═══ Supplied information ═══
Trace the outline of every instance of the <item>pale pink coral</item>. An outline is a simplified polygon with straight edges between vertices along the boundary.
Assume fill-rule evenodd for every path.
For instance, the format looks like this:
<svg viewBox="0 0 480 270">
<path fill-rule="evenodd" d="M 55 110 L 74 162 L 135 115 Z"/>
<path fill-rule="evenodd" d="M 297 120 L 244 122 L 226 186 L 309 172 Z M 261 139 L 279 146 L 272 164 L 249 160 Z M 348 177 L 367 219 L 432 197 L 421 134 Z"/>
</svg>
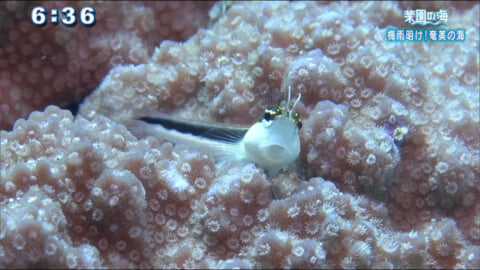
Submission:
<svg viewBox="0 0 480 270">
<path fill-rule="evenodd" d="M 272 201 L 253 164 L 215 169 L 103 116 L 51 106 L 1 135 L 4 267 L 449 268 L 476 256 L 451 219 L 396 232 L 385 204 L 322 178 Z"/>
<path fill-rule="evenodd" d="M 72 106 L 119 64 L 145 62 L 162 40 L 182 41 L 207 25 L 213 2 L 5 1 L 0 3 L 0 128 L 49 104 Z M 95 8 L 97 23 L 37 27 L 36 7 Z M 49 17 L 47 17 L 49 18 Z"/>
<path fill-rule="evenodd" d="M 1 210 L 3 266 L 92 268 L 101 265 L 94 247 L 72 246 L 60 203 L 38 186 L 31 187 L 4 207 Z M 23 217 L 19 219 L 19 216 Z M 24 256 L 18 256 L 19 253 Z"/>
</svg>

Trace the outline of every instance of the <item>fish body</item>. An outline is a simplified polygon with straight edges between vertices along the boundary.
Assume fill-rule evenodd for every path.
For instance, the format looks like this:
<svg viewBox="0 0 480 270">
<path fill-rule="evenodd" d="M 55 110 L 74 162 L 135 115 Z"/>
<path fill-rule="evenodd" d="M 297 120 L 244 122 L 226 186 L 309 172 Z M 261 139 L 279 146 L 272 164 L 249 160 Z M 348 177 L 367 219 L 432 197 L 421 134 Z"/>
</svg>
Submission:
<svg viewBox="0 0 480 270">
<path fill-rule="evenodd" d="M 210 153 L 220 161 L 250 161 L 269 176 L 286 169 L 300 154 L 300 115 L 289 108 L 290 89 L 284 107 L 268 108 L 263 119 L 251 127 L 238 127 L 175 119 L 154 113 L 128 121 L 127 127 L 137 137 L 152 135 L 175 144 L 185 144 Z"/>
</svg>

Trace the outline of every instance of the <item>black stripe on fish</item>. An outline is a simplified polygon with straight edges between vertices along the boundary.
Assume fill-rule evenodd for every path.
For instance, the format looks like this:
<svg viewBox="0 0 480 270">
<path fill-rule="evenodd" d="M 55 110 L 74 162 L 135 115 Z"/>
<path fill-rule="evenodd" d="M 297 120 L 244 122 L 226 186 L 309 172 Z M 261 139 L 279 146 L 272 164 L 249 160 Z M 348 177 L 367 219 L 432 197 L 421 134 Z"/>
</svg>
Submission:
<svg viewBox="0 0 480 270">
<path fill-rule="evenodd" d="M 238 142 L 248 131 L 248 127 L 229 126 L 200 121 L 176 119 L 171 116 L 140 116 L 136 118 L 148 124 L 162 125 L 166 129 L 174 129 L 181 133 L 189 133 L 207 139 Z"/>
</svg>

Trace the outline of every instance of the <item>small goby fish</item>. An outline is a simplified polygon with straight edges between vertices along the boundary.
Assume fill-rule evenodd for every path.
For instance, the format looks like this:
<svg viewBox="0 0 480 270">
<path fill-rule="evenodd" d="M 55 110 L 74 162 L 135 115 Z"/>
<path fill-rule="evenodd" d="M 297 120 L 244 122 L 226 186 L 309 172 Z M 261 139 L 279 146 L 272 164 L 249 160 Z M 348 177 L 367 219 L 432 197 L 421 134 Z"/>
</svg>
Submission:
<svg viewBox="0 0 480 270">
<path fill-rule="evenodd" d="M 284 106 L 265 109 L 263 118 L 250 128 L 174 119 L 160 113 L 139 116 L 127 127 L 137 137 L 158 136 L 210 153 L 216 160 L 246 160 L 263 168 L 268 176 L 286 169 L 300 153 L 298 131 L 302 127 L 291 90 Z"/>
</svg>

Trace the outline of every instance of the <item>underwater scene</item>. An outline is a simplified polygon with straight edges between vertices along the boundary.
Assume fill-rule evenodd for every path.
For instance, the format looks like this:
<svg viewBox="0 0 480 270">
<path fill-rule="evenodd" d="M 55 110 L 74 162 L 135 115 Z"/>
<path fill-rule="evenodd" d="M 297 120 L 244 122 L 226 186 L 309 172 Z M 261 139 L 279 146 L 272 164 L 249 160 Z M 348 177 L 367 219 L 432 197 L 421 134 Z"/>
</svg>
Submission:
<svg viewBox="0 0 480 270">
<path fill-rule="evenodd" d="M 0 268 L 479 269 L 478 1 L 2 1 Z"/>
</svg>

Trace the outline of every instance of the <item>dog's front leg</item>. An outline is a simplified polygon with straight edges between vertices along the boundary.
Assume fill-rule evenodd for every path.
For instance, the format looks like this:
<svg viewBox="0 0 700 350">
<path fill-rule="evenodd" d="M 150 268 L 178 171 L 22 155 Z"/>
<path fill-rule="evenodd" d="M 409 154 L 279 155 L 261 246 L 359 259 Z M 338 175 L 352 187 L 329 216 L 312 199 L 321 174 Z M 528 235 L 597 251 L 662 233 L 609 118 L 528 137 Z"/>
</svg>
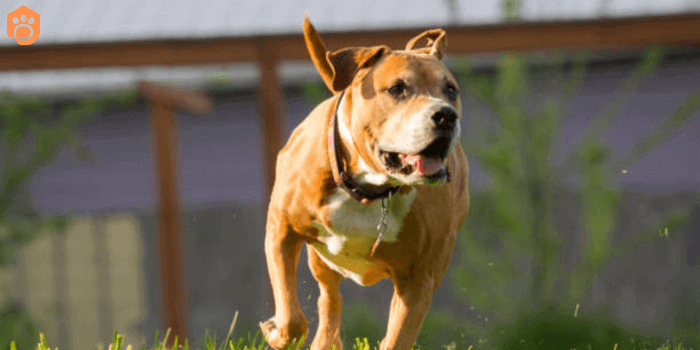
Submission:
═══
- [Task details] Count the lines in the records above that contain the word "with", and give only the number.

- [Exercise answer] 6